[START OF DATA ENTRIES]

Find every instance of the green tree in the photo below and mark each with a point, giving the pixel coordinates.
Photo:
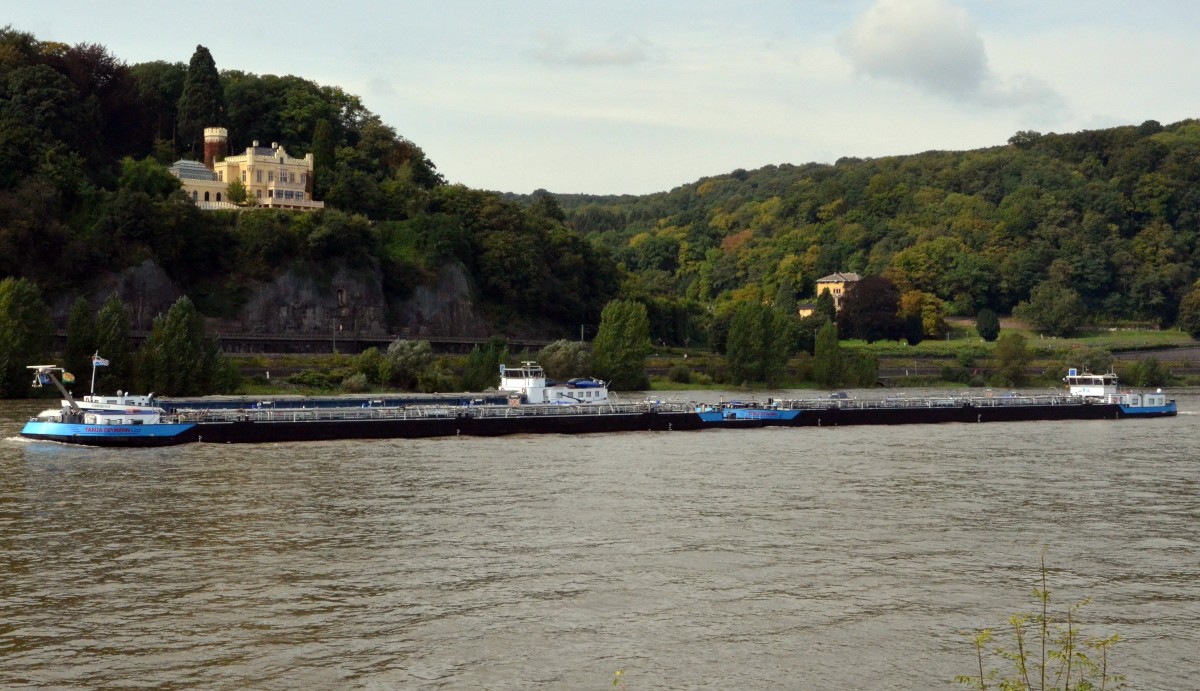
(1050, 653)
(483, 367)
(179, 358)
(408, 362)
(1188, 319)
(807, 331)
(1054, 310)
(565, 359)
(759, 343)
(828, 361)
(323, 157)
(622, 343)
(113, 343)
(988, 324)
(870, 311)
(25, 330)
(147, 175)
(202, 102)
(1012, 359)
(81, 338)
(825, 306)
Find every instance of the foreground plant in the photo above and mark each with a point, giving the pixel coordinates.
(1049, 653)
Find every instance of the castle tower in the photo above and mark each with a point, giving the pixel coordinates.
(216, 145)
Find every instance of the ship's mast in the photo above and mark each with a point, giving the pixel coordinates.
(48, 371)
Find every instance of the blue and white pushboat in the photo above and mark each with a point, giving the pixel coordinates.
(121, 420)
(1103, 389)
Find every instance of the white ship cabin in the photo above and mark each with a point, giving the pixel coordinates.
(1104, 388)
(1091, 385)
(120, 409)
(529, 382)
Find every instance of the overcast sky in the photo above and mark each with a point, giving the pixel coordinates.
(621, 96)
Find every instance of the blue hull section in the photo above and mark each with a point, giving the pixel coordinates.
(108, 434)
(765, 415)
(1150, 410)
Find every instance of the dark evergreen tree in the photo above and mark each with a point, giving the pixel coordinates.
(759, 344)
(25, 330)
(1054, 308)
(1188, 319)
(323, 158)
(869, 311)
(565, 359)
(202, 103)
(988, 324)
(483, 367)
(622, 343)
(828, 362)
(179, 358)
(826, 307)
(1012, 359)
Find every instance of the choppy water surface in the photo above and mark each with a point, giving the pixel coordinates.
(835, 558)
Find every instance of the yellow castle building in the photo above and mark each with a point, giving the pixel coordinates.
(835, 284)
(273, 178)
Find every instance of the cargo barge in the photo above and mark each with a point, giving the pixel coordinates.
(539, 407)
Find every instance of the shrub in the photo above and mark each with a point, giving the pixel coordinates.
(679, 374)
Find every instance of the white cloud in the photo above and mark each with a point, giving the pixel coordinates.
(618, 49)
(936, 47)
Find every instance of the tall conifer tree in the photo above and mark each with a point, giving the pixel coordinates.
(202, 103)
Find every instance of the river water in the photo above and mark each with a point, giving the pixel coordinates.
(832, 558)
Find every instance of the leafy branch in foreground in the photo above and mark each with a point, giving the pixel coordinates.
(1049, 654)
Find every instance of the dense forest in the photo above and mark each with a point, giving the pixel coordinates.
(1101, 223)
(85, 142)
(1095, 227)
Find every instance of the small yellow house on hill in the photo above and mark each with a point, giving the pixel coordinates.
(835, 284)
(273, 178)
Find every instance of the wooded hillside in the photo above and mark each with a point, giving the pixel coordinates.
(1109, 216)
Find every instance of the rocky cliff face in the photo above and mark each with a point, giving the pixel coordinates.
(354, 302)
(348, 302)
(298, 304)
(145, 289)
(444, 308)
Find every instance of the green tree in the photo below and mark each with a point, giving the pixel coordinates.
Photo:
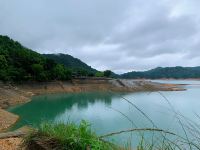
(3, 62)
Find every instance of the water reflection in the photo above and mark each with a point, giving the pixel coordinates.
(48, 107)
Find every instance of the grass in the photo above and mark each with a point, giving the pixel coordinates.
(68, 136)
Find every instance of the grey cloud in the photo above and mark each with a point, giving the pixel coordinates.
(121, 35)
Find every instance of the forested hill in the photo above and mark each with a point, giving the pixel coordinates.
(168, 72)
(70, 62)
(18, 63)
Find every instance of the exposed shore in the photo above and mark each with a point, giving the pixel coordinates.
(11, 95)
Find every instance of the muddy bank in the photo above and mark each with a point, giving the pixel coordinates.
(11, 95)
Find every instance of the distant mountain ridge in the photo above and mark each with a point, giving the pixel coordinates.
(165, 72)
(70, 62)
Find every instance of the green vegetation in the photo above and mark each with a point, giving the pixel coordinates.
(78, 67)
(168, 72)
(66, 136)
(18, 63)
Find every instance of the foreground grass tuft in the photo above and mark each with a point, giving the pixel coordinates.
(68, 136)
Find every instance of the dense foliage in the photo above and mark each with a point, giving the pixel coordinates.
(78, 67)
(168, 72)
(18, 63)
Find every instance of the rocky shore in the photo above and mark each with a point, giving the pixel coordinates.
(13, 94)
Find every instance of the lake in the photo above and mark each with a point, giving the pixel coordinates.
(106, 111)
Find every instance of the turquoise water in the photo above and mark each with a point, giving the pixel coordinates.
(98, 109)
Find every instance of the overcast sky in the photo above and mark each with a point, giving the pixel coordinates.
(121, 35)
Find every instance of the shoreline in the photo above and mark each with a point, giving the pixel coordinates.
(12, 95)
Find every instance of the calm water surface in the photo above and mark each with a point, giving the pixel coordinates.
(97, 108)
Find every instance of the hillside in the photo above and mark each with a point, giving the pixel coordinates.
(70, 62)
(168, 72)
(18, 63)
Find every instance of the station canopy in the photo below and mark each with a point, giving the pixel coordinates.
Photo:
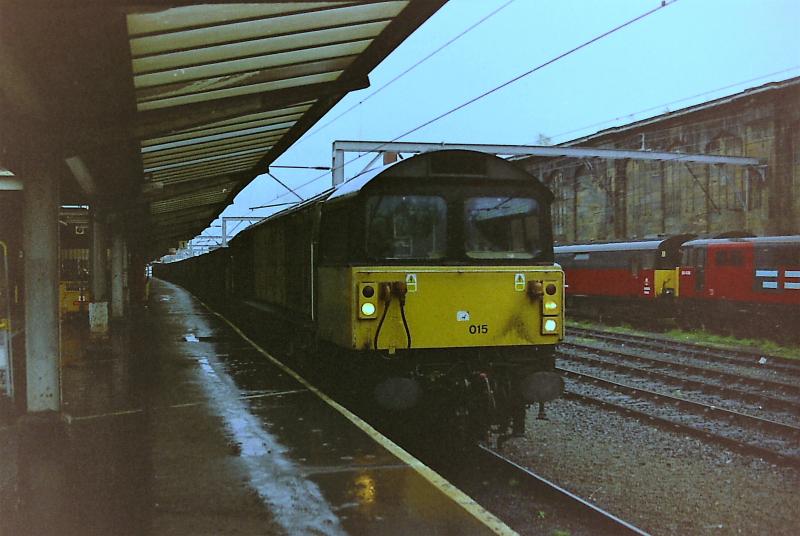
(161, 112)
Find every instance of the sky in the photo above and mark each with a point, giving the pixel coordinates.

[END OF DATA ENTRIES]

## PROMPT
Reproduce every line of the material above without changes, leaving out the pictures.

## OUTPUT OF THE EXERCISE
Find every instance of the green tree in the photo below and mark each with a point, giving the pixel coordinates.
Photo:
(1050, 653)
(483, 367)
(179, 358)
(408, 362)
(1188, 319)
(807, 331)
(1054, 310)
(565, 359)
(759, 343)
(828, 361)
(323, 157)
(622, 343)
(113, 343)
(988, 324)
(870, 311)
(25, 330)
(147, 175)
(202, 102)
(1012, 359)
(81, 338)
(825, 306)
Find every instance of the foreground plant in the photo above and mark each with a point, giving the pixel coordinates.
(1049, 653)
Find every instance of the castle tower in the photo above and mark each with a point, giving the pixel coordinates.
(216, 145)
Find every instance of the ship's mast in the photo above and mark each with a point, giving the pixel coordinates.
(48, 371)
Find every instance of the blue and white pushboat in the photo above and mark each with a point, giving the pixel coordinates.
(121, 420)
(1103, 389)
Find every instance of the white ship cabin in the photo above and mark each with a point, giving the pixel coordinates.
(1104, 388)
(1091, 385)
(120, 409)
(529, 382)
Find every instance of the overcast sky in the photo above and mark each with a point, giving the pixel coordinates.
(621, 96)
Find every instance of the blue hull section in the photo above and mark each with a point, giving the pixel coordinates.
(108, 434)
(765, 415)
(1150, 410)
Find every instance of the dark evergreen tree in the photo above and mark each with a point, giving the pixel coordinates.
(759, 344)
(25, 330)
(1054, 308)
(1188, 319)
(323, 158)
(869, 311)
(565, 359)
(202, 103)
(988, 324)
(483, 367)
(622, 343)
(828, 362)
(179, 358)
(826, 307)
(1012, 359)
Find every instance of the choppy water surface in the photo above and mark each with a point, giving the pixel coordinates.
(835, 558)
Find every instance of the yellow castle building in the photo above and mark each with a point, giving the pixel coordinates.
(835, 284)
(273, 178)
Find every instance of the cargo barge in the photo above and mark each with a point, giving the pixel coordinates.
(539, 407)
Find every instance of the shrub in the photo above and mark each with a point, giving the pixel coordinates.
(679, 374)
Find every instance of the white cloud in the photo above and mark each with a point, giving the pixel coordinates.
(618, 49)
(936, 47)
Find every instance of the tall conifer tree in the photo above and mark each with a point, giving the pixel coordinates.
(202, 103)
Find every instance of the river water in the photo above and mark each with a point, giving the pixel coordinates.
(832, 558)
Find every instance of the leafy branch in foreground in the photo above and mark each with a point, giving the pixel coordinates.
(1049, 654)
Find every instance of the dense forest in the photo above and mark each with a point, giving the pixel coordinates.
(1101, 223)
(85, 142)
(1095, 227)
Find every instance of the small yellow house on hill in the photo above and mark each with a point, giving the pixel coordinates.
(835, 284)
(273, 178)
Find every instance of the wooded hillside in the photo above and mark each with a point, giving the pixel coordinates.
(1109, 216)
Find every instance of the rocky cliff face in the photo above and mark each with a point, giving the pixel coordinates.
(354, 302)
(348, 302)
(298, 304)
(145, 289)
(444, 308)
Find every instance of the green tree in the photo below and mark each with a point, giving the pixel coordinates.
Photo:
(3, 62)
Find every instance of the water reflection in the photo above and mark each with a point, giving the pixel coordinates.
(48, 107)
Find every instance of the grass in the photo above and mark each with a point, giving the pixel coordinates.
(68, 136)
Find every instance of the grey cloud in the photo above and mark each with a point, giving the pixel coordinates.
(121, 35)
Find every instance of the forested hill in the photo above and mark each with a point, giving the pixel coordinates.
(168, 72)
(70, 62)
(18, 63)
Find every instance of the exposed shore in the photo above and mark each with a point, giving the pixel coordinates.
(11, 95)
Find every instance of the muddy bank in the photo above and mark each with a point, giving the pixel coordinates.
(11, 95)
Find every instance of the distant mountain ridge in the photo above and mark each with a point, giving the pixel coordinates.
(165, 72)
(70, 62)
Find every instance of the green vegetation in the photo above and mark each with a point, giving the pixel coordinates.
(78, 67)
(168, 72)
(66, 136)
(18, 63)
Find every instance of the foreground grass tuft in the photo above and mark each with a point, giving the pixel coordinates.
(68, 136)
Find every instance of the dense foliage in the photo above and mark each with a point, giving the pixel coordinates.
(78, 67)
(168, 72)
(18, 63)
Find every instance of the rocky shore in the photo above and mark each with a point, giving the pixel coordinates.
(13, 94)
Find every instance of the lake in the photo above and mark each with a point, giving the pixel coordinates.
(106, 111)
Find every instance of the turquoise water in the photo above and mark each with a point, giving the pixel coordinates.
(98, 109)
Find every instance of the overcast sky in the photo above and mark each with a point, giving the pixel coordinates.
(121, 35)
Find every instance of the shoreline in the photo above and mark each with a point, giving the pixel coordinates.
(12, 95)
Find every instance of the calm water surface in the photo above and mark each with a point, giving the pixel coordinates.
(97, 108)
Find every instance of the hillside in the photo above and mark each with a point, giving the pixel coordinates.
(70, 62)
(168, 72)
(18, 63)
Find every instance of the station canopy in the photo below and mark each with a point, giving the pixel coordinates.
Photo:
(161, 112)
Find every instance of the sky in the photo above and mark each with a point, giving the pixel coordinates.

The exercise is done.